## DIRECTIONS FOR THIS TASK
Write the entries below again, precisely as they appear.

[RECORDS SHOWN — start]

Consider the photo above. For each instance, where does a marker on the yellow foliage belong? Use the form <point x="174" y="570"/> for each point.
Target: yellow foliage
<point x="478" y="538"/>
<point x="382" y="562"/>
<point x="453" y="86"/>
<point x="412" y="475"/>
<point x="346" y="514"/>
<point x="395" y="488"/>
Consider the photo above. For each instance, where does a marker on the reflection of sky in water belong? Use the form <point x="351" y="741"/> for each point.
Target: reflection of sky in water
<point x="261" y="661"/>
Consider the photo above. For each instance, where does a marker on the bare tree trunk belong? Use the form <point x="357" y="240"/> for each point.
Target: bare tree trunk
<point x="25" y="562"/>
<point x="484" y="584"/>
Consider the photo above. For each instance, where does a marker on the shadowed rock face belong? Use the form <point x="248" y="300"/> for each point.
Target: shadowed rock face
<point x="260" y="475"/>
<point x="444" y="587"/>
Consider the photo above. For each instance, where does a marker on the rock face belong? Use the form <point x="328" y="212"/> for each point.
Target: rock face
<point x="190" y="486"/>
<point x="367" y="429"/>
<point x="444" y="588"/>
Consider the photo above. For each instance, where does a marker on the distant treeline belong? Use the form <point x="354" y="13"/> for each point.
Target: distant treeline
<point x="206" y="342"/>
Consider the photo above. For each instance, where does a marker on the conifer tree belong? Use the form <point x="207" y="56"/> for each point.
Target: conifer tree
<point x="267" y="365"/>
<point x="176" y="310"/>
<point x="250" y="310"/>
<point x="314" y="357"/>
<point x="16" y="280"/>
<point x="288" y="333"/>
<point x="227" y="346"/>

[RECORDS SHOWN — finish]

## PROBLEM SOLUTION
Consider the photo above. For each instance, where does a marker on the yellow foliage belong? Use the form <point x="174" y="570"/> for each point.
Target: yellow foliage
<point x="478" y="538"/>
<point x="382" y="562"/>
<point x="453" y="86"/>
<point x="412" y="475"/>
<point x="346" y="514"/>
<point x="395" y="488"/>
Consider the photo above. For each instance, where does a marker on the reflection of sky in water belong? Use the form <point x="351" y="741"/> for each point.
Target: reflection of sky in water
<point x="261" y="661"/>
Consider the photo above. For each instance, where does a marker on the bare tree trunk belong? Use the form <point x="357" y="240"/> for each point.
Target: bare tree trunk
<point x="25" y="562"/>
<point x="484" y="584"/>
Consider the photo above. For each instance, where does a marker on the shadowed rock face belong? Use the form <point x="248" y="300"/> for each point.
Target: shadowed rock face
<point x="260" y="475"/>
<point x="444" y="587"/>
Consider the photo above. For each instance, where does a marker on the rock face belong? Use the form <point x="328" y="212"/> for each point.
Target: rock face
<point x="190" y="486"/>
<point x="367" y="429"/>
<point x="444" y="588"/>
Consider the photo above. For each instance, where does a marker on the distant treeline belong? Use the form <point x="354" y="13"/> for each point.
Target: distant treeline
<point x="206" y="342"/>
Consider the photo above. For each instance, where does a marker on the conifer tree belong? Use the form <point x="207" y="56"/> for each point.
Target: conifer tree
<point x="267" y="365"/>
<point x="176" y="310"/>
<point x="250" y="310"/>
<point x="314" y="357"/>
<point x="16" y="280"/>
<point x="288" y="333"/>
<point x="227" y="346"/>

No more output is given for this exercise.